**Tasks to complete**
**1.** Answer these questions from the passage on passport strength:
(a) What kinds of countries tend to have weaker passports?
(b) What two causes of refugee status does it name?
(c) What does it say has been proven time and time again?
**2.** Quote the part of the passage on passport strength that opens with the words containing "We are so heavily" and closes with "passport it produces.".

**Document section**
⁂

Countries and developing nations that are struggling or recovering from economic and political instabilities tend to have weaker passports. The option of moving to a different country with more stability, to have a chance at a better life, is not a realistic option for many people. Those holding weaker passports simply do not have the same starting point as those with strong passports. This places these citizens at an unfair disadvantage and can make breaking the generational cycles they were born into impossible.
Having a strong passport can, quite literally, open up a world of possibilities. The ability to travel freely, move to other countries and even your status in the world are some of the many advantages given.
We are so heavily judged by what nation we come from, even though this is a choice that none of us have freely made.
Most importantly, passports can be a pathway of protection for those who find themselves in a refugee status due to war or natural disasters. The strength of a passport can directly affect one’s ability to find refuge in neighboring countries. Unfortunately, those with weaker passports are more likely to be turned away and treated inhumanely in comparison to those with passports from allies and stronger nations. Your passport can truly mean life or death in the most crucial moments. How we chose to welcome and accept refugees in these times says more about the decency of a nation than the power of the passport it produces.
Time and time again it has been proven that people are not their government. This privilege, like many others, proves that we do not have an equal start within the human race. Refusing to acknowledge this inhibits any progress to be made and can be potentially dangerous. But what we can control, is our compassion towards others and how we come together in times of need, regardless of what color passport we hold in our hands.

⁂

Data items:
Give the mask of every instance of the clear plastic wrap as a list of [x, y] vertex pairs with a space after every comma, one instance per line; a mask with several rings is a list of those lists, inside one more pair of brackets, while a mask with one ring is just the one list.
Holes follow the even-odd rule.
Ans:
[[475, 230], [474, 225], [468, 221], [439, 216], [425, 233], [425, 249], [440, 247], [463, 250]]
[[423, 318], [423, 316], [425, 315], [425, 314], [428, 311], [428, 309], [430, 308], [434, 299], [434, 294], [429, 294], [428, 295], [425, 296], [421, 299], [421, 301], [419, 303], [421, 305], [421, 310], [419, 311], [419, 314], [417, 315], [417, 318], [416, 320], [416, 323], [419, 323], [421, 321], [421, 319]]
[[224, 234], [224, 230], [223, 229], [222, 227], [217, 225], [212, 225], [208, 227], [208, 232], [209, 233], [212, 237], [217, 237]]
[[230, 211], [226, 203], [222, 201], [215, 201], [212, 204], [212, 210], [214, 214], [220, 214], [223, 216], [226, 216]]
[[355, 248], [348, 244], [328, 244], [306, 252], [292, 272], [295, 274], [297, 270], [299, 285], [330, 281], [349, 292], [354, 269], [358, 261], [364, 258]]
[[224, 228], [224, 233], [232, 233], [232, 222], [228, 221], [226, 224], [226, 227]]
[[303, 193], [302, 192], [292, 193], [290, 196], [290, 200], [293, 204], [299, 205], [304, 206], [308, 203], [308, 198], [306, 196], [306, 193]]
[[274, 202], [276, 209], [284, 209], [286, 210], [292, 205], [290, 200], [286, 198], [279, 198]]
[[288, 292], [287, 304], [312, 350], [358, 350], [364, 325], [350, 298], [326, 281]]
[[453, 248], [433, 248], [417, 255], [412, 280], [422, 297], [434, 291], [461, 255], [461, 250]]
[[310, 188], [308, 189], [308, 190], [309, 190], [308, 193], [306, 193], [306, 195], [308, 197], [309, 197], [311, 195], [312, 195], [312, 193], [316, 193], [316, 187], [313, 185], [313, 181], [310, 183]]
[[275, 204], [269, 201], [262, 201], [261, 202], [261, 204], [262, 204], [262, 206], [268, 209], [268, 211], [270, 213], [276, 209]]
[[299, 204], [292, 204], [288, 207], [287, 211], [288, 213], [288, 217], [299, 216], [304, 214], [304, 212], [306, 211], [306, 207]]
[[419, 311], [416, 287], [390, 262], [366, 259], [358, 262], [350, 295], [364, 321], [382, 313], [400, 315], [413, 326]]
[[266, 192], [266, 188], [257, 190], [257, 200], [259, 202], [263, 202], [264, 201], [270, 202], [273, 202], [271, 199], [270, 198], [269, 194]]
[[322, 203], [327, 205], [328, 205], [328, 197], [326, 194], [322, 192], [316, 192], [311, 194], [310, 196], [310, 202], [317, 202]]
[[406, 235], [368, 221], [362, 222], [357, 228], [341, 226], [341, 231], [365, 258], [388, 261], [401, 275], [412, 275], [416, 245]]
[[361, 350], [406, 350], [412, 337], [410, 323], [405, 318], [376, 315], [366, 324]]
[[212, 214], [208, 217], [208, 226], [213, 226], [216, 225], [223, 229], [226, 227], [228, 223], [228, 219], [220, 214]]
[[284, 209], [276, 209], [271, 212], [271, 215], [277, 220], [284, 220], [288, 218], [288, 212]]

⁂

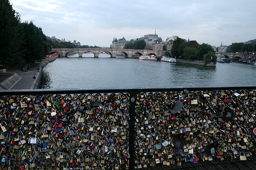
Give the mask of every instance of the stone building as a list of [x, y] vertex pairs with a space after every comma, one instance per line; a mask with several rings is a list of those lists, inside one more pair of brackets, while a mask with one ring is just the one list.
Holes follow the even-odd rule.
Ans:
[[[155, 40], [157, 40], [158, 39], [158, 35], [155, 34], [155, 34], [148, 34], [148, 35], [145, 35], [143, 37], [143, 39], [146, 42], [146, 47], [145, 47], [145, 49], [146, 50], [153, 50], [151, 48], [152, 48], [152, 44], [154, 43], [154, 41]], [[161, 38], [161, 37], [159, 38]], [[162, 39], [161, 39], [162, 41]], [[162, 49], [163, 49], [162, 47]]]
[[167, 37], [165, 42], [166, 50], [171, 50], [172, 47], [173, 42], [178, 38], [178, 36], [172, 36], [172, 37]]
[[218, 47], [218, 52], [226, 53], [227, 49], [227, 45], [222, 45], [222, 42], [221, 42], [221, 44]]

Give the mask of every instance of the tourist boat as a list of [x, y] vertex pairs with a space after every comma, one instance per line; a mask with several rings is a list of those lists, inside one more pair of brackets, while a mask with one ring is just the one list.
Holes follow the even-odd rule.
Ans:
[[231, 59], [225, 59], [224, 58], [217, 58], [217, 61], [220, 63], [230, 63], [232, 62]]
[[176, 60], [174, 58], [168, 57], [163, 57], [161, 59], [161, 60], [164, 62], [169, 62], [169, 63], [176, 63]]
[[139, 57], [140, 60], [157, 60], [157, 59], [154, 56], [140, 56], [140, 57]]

⁂

**Per-task answers**
**1.**
(a) Countries and developing nations that are struggling or recovering from economic and political instabilities.
(b) War or natural disasters.
(c) That people are not their government.

**2.**
We are so heavily judged by what nation we come from, even though this is a choice that none of us have freely made.
Most importantly, passports can be a pathway of protection for those who find themselves in a refugee status due to war or natural disasters. The strength of a passport can directly affect one’s ability to find refuge in neighboring countries. Unfortunately, those with weaker passports are more likely to be turned away and treated inhumanely in comparison to those with passports from allies and stronger nations. Your passport can truly mean life or death in the most crucial moments. How we chose to welcome and accept refugees in these times says more about the decency of a nation than the power of the passport it produces.